Examine the data below and state how many lines contain "sits", offering no other words.

━━━ Input data

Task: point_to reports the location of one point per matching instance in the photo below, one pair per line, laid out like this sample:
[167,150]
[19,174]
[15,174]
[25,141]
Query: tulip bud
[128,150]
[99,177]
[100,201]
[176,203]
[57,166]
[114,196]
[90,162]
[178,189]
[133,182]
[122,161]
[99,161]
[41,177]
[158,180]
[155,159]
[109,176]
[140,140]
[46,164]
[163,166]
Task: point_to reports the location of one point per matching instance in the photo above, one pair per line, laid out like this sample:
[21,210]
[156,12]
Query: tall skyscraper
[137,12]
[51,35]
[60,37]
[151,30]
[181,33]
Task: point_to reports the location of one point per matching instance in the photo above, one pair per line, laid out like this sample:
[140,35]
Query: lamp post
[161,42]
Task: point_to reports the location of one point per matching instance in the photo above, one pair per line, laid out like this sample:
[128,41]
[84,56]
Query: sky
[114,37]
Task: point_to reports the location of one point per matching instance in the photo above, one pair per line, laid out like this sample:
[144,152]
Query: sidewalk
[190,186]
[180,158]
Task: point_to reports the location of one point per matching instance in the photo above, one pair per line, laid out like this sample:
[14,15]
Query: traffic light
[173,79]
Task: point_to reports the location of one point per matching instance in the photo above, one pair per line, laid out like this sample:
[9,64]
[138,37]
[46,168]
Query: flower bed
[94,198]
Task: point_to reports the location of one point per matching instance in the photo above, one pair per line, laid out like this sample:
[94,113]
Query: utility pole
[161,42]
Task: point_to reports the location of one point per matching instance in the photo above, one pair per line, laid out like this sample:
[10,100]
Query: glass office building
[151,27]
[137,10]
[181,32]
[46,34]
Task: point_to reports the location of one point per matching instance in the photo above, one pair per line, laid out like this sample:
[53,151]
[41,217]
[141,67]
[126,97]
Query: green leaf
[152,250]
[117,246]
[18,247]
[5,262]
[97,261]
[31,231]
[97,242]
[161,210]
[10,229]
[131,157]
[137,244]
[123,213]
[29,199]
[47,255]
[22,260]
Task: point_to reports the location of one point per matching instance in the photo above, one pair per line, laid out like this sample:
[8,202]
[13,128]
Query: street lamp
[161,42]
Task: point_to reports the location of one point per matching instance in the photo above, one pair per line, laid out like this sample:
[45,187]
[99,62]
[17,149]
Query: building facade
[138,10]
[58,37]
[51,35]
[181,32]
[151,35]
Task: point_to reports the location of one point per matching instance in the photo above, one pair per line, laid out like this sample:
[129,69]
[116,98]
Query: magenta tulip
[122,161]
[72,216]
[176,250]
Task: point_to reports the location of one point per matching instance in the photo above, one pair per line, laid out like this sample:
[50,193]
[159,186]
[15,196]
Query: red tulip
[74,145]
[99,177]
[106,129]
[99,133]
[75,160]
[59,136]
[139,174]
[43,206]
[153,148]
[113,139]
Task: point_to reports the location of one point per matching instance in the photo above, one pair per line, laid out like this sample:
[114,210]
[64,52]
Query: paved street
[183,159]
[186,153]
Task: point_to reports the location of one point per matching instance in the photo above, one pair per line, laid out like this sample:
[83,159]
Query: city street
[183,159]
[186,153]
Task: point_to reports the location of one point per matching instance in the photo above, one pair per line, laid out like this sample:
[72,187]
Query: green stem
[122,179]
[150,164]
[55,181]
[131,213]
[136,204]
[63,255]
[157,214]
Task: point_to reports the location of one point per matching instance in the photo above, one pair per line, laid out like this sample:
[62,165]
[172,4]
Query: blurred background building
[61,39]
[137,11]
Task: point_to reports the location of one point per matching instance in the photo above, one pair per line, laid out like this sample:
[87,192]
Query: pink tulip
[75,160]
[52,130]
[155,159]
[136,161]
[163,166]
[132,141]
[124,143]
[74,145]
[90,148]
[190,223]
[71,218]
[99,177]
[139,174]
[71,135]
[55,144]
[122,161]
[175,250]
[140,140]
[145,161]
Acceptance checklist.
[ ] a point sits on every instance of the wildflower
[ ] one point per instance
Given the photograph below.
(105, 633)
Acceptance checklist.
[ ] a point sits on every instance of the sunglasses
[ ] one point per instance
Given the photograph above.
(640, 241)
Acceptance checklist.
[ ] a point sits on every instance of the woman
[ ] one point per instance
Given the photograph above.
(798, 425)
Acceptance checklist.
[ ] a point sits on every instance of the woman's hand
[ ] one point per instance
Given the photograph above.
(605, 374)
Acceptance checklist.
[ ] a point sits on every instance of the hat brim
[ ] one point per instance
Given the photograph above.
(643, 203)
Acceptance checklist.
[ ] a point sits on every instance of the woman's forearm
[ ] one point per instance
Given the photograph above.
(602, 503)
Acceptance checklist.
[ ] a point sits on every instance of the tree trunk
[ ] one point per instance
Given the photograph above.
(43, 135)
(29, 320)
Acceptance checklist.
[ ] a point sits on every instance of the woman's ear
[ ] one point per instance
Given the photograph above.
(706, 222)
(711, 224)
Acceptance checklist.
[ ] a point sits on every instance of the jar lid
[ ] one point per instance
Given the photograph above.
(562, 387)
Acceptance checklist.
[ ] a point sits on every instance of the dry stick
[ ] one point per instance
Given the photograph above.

━━━━━━

Response to this exercise:
10